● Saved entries
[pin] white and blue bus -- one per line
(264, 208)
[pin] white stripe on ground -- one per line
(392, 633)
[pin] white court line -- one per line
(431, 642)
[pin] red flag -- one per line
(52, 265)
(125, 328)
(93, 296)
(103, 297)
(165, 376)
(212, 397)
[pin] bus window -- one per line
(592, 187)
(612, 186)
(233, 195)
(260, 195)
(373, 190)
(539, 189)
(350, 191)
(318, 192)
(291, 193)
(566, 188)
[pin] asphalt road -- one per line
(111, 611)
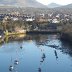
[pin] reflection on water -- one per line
(35, 53)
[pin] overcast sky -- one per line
(62, 2)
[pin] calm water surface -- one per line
(35, 53)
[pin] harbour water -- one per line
(35, 53)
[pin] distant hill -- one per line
(66, 6)
(22, 3)
(53, 5)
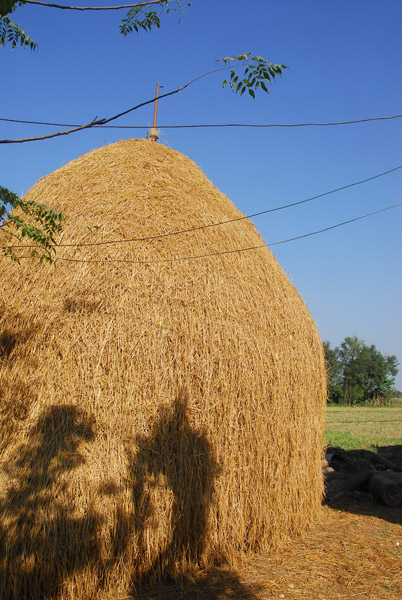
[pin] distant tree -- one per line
(334, 373)
(357, 372)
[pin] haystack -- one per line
(158, 412)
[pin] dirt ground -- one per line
(355, 551)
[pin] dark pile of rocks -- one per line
(366, 475)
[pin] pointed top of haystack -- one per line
(158, 412)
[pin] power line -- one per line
(210, 125)
(197, 228)
(100, 122)
(63, 7)
(220, 253)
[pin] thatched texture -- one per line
(155, 417)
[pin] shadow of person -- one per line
(183, 458)
(217, 584)
(42, 542)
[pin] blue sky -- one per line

● WHAT YOU ARE ASKED TO DO
Copy exactly the line containing "[pin] dirt ground -- one per line" and each line after it through the end of the records above.

● COMPLETED TASK
[pin] dirt ground -- one per line
(355, 551)
[pin] dark pile of rocks -- one per line
(366, 475)
[pin] pointed top of haystack -- one per line
(158, 412)
[pin] power line -- one per line
(210, 125)
(197, 228)
(100, 122)
(63, 7)
(220, 253)
[pin] thatched texture -- one per line
(155, 417)
[pin] shadow of person -- one per line
(183, 458)
(217, 584)
(42, 542)
[pin] blue sky -- one per line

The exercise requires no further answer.